WORK INSTRUCTIONS — Collect every line in the data below that contains the string "woman", with case counting.

MATERIAL SHOWN —
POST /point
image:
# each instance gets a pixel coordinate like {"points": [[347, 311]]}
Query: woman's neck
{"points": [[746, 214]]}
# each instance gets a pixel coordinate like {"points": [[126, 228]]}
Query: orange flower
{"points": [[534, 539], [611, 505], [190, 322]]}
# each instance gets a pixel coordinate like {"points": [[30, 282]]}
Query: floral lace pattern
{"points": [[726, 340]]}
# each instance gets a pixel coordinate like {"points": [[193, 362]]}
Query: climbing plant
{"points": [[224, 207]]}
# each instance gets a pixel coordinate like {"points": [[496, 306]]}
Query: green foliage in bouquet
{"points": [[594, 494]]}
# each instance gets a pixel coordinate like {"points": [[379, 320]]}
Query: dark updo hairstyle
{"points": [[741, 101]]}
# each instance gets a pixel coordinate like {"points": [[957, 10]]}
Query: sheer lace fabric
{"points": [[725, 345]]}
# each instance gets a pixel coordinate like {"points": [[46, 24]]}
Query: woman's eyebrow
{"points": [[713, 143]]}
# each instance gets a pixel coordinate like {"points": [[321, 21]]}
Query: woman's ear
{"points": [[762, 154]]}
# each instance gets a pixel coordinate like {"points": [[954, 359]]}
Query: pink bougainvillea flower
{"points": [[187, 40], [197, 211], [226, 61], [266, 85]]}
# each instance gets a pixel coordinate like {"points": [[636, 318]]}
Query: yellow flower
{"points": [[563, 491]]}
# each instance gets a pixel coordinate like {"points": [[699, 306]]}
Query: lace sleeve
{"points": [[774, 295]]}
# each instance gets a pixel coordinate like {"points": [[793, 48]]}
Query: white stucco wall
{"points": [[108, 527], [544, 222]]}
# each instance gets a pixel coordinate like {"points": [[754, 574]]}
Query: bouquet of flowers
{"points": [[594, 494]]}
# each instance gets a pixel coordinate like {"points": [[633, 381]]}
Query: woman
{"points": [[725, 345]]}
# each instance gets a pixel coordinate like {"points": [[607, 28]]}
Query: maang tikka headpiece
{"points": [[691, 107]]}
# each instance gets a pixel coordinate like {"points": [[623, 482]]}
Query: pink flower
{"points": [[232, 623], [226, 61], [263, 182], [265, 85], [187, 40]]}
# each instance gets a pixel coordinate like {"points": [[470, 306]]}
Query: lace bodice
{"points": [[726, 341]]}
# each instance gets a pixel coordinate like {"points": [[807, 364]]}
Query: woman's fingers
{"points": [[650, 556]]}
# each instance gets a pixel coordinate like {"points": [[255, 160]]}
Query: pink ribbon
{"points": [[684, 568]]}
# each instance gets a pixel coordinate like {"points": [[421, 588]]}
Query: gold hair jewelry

RESPONSE FOR THIS EXERCISE —
Query: woman's neck
Query: woman's eyebrow
Query: woman's ear
Query: woman
Query: woman's fingers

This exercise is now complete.